Google accused of sparking 10-month probe into innocent father for sharing naked photos of ill toddler

Father loses digital data despite police concluding ‘no crime occurred’ Read More...

A worried father who shared photos of his toddler’s genitals for a doctor consultation ended up becoming entangled in an algorithmic net that sparked a nearly 10-month-long police investigation over child sexual abuse.

The father in California, who identified himself only as Mark, is still struggling to get more than a decade’s worth of his digital life back, including pictures of his son’s first years of life, emails, contacts and even his Google Fi phone plan, after his account was disabled.

His account was flagged for “harmful content” that was “a severe violation of Google’s policies and might be illegal” and disabled in February 2021, according to a New York Times report published on Sunday.

It started after the stay-at-home father in his 40s in San Francisco noticed his toddler’s swollen penis which was hurting him. The father clicked photos of the genitals to document the abnormality to consult a doctor.

His wife shared the photos with the nurse for a video consultation with a doctor as the Covid pandemic was severe at the time.

One of the high-quality pictures of their son’s genital also had Mark’s hands visible to show the swelling better.

It was only two days after sharing the photos that Mark received a notification on his phone and the couple realised a Google algorithm to tack child sexual abuse may have gotten triggered.

______

Task objective ▸ From the article on the disabled Google account, give the passage starting with "A worried father" and going on through "account was disabled.", with "online life" substituted for "digital life".

______

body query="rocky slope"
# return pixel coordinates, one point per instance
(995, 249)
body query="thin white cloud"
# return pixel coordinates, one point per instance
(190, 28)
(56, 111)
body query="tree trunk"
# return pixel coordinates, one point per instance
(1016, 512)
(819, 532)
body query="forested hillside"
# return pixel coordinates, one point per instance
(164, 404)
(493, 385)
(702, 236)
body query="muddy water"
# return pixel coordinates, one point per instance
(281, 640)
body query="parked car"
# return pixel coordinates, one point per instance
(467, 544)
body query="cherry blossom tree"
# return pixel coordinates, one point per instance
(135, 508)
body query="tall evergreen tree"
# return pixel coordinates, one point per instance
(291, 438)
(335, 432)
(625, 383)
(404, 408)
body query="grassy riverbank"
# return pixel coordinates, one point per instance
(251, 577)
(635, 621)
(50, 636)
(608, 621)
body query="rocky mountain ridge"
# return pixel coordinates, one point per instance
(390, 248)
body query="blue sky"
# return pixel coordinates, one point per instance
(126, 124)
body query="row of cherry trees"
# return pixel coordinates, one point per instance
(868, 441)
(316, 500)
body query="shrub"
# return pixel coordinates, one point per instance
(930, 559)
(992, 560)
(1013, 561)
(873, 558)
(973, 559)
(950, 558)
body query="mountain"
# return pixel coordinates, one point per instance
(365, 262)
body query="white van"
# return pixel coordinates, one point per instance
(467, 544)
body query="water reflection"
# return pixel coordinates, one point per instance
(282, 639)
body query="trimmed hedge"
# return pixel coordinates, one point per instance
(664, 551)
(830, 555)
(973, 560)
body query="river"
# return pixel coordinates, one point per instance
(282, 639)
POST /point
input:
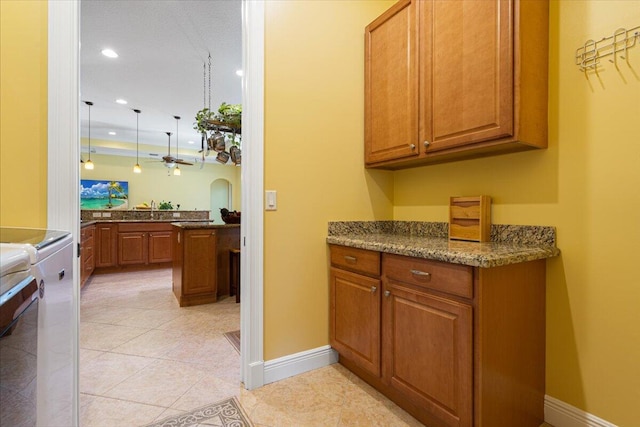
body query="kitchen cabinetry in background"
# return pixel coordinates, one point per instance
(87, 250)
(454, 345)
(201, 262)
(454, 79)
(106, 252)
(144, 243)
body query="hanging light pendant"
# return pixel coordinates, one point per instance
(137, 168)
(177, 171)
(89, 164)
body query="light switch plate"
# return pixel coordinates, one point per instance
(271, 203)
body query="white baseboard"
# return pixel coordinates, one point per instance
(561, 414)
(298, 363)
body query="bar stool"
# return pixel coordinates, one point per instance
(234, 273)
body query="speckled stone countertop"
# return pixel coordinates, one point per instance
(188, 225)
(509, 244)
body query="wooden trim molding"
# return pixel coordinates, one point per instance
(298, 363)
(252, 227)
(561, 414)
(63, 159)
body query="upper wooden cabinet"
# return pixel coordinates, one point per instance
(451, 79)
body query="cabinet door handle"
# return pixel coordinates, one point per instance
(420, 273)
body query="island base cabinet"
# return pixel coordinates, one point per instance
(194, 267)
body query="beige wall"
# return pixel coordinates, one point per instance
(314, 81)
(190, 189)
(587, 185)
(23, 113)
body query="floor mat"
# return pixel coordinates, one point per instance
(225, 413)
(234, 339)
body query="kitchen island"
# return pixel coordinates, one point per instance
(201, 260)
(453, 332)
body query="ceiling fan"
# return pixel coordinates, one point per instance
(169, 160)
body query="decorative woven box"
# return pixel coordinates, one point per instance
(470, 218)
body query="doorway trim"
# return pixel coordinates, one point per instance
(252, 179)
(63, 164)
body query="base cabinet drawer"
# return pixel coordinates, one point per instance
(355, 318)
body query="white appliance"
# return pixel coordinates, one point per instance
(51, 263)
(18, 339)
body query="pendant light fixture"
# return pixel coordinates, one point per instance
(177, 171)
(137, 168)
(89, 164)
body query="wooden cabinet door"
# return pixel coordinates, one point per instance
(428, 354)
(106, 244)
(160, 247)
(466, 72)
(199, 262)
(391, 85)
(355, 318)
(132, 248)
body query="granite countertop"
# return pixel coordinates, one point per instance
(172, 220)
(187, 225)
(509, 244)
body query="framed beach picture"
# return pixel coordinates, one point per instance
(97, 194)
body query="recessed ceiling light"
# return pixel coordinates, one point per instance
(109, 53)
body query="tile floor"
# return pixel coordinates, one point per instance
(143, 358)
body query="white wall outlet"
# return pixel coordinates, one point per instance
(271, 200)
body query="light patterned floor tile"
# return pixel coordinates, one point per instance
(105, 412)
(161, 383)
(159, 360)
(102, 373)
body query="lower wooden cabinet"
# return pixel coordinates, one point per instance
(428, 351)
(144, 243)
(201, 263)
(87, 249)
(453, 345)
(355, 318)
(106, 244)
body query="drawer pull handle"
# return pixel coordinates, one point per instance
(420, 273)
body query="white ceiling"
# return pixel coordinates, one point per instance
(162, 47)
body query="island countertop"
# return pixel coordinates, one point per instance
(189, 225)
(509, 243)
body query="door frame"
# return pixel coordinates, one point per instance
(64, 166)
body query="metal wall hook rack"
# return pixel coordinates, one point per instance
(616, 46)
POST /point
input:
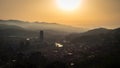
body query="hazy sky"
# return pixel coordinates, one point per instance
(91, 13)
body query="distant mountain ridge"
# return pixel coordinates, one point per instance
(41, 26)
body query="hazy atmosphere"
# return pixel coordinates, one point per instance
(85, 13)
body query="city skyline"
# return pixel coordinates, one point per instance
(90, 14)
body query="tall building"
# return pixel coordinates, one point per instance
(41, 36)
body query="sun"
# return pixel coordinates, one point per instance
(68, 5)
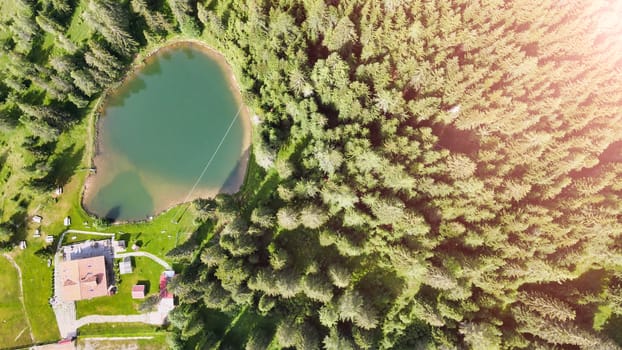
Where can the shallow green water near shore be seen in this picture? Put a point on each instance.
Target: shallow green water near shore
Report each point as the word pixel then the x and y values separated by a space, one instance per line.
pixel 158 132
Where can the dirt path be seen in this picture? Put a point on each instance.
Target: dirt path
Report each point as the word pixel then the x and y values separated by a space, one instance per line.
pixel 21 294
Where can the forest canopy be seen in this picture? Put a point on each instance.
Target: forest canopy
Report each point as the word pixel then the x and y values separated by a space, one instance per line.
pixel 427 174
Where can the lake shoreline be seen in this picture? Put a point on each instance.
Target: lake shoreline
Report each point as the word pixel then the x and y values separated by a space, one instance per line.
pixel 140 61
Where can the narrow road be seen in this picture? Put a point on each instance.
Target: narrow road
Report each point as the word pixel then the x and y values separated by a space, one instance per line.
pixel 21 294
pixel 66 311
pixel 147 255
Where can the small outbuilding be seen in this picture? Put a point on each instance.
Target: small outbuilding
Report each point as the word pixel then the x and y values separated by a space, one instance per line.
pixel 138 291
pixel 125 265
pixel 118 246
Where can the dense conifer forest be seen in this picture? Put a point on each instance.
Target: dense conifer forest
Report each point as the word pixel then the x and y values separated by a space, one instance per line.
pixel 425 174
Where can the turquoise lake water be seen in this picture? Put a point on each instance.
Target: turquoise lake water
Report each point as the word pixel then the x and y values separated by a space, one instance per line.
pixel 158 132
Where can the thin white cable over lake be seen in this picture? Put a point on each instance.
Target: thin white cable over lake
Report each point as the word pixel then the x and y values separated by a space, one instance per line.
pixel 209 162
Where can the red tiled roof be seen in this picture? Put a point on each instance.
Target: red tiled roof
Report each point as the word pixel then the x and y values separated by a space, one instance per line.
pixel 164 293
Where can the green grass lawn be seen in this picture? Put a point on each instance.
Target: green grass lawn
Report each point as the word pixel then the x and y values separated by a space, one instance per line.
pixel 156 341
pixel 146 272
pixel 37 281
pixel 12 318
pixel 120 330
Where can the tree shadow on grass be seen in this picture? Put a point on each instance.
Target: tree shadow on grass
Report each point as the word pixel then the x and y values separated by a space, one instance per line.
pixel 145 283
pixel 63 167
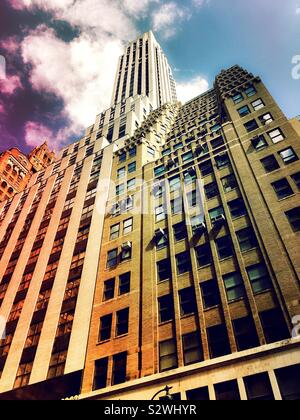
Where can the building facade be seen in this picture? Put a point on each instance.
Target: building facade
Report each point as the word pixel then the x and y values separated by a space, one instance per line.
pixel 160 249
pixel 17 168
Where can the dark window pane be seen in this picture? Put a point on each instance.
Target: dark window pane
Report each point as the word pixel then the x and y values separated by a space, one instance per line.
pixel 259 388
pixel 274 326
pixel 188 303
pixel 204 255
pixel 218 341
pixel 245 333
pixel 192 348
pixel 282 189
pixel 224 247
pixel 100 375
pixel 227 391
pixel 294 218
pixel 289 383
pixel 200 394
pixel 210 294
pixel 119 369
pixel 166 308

______

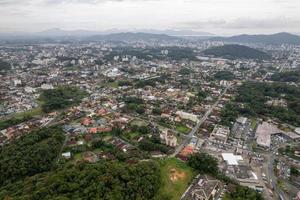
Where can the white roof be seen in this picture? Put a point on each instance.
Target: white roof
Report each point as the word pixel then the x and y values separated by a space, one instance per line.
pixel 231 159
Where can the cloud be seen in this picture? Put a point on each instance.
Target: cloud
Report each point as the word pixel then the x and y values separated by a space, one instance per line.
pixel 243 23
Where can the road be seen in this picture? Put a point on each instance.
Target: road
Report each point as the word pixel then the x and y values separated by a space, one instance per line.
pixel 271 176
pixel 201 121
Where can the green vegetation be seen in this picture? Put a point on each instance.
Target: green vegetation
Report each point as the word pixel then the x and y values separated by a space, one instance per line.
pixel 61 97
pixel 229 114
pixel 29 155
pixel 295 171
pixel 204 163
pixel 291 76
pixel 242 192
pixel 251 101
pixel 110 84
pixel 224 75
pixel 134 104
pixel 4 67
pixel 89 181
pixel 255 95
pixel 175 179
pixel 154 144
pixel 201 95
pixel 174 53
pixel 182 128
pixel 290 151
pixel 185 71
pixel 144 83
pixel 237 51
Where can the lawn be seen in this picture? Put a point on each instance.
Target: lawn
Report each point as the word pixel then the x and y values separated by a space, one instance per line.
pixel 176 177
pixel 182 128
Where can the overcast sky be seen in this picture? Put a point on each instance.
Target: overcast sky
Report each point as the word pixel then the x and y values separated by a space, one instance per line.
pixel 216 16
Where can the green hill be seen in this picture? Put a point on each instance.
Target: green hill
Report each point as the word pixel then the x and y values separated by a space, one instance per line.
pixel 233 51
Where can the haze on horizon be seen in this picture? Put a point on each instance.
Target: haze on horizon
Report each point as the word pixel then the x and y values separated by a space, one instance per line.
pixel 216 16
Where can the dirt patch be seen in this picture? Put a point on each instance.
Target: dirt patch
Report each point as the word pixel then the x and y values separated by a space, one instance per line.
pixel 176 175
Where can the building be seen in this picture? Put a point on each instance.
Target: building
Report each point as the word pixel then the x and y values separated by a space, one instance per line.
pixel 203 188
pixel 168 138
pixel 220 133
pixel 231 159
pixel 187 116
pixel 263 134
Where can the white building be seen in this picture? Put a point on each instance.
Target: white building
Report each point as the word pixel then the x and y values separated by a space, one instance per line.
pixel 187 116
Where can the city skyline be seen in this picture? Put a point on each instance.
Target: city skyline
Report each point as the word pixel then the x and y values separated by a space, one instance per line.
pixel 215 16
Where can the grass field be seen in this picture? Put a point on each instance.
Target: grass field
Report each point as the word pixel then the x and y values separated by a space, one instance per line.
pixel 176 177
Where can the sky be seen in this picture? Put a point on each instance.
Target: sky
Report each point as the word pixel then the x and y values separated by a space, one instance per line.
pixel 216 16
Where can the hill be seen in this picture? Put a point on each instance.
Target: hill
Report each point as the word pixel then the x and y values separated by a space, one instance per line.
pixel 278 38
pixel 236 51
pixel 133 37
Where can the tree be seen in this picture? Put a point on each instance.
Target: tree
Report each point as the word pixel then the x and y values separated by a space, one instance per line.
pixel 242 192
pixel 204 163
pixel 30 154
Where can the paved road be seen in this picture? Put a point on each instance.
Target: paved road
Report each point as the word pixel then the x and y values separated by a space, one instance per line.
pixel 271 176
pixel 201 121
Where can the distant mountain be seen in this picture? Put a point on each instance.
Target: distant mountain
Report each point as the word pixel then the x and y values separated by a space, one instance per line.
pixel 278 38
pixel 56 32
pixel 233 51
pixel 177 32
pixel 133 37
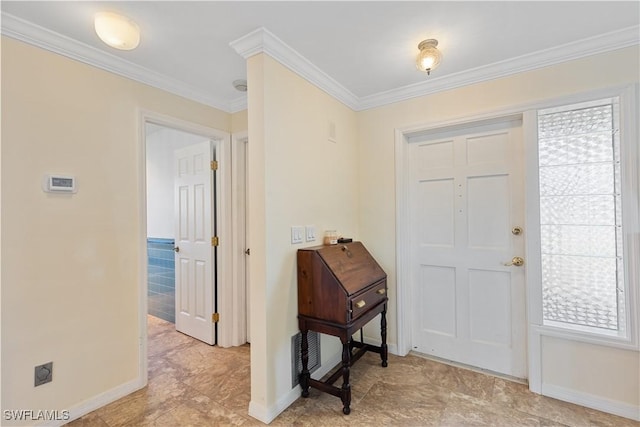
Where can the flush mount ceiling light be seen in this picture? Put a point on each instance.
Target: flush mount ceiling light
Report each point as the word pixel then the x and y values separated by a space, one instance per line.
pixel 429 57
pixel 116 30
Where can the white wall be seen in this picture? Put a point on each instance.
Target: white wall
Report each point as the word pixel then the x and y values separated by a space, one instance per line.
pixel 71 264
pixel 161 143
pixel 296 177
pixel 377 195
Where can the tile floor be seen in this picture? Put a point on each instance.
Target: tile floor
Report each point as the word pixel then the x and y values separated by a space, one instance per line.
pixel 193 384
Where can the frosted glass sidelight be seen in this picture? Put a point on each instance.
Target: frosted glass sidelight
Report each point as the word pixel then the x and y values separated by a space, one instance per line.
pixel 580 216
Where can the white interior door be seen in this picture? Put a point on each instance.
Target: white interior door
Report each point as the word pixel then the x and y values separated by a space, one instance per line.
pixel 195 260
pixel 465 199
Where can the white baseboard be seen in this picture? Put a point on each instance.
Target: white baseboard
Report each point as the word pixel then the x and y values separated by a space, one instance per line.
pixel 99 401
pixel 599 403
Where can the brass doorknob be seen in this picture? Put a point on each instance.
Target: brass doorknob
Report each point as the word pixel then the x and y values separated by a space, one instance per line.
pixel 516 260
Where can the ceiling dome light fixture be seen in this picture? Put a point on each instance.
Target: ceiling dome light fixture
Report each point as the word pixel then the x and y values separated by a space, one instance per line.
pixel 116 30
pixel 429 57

______

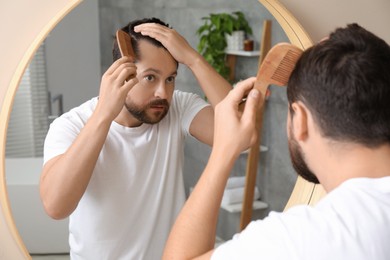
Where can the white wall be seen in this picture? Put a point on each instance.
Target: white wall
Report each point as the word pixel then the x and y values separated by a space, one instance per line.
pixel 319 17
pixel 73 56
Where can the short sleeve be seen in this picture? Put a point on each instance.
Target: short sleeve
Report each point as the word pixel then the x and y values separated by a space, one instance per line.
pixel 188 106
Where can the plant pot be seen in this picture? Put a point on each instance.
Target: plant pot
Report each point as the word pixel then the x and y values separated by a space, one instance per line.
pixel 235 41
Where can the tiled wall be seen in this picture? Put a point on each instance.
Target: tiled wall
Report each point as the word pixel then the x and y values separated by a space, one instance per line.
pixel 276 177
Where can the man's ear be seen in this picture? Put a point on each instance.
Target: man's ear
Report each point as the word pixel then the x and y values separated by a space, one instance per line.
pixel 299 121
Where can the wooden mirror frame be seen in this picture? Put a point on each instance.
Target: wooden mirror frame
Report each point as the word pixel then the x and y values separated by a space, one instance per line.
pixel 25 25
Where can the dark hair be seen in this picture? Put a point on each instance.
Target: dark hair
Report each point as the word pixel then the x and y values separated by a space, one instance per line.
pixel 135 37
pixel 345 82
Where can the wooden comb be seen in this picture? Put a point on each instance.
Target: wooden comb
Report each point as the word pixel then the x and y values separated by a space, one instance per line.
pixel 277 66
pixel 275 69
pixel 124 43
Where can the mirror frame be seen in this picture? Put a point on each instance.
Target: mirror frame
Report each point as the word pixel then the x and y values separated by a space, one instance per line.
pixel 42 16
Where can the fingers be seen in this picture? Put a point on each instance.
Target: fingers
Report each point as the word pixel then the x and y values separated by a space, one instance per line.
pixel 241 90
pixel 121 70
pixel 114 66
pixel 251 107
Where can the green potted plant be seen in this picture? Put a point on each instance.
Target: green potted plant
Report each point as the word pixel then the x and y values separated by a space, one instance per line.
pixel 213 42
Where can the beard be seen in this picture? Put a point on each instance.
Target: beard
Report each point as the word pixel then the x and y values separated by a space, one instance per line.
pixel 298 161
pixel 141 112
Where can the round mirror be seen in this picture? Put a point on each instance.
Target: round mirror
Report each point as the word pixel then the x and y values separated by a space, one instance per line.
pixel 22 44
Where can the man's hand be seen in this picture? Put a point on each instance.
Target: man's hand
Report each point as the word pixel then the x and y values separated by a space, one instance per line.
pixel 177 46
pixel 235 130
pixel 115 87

______

Written reply ▸
A worried father who shared photos of his toddler’s genitals for a doctor consultation ended up becoming entangled in an algorithmic net that sparked a nearly 10-month-long police investigation over child sexual abuse.

The father in California, who identified himself only as Mark, is still struggling to get more than a decade’s worth of his online life back, including pictures of his son’s first years of life, emails, contacts and even his Google Fi phone plan, after his account was disabled.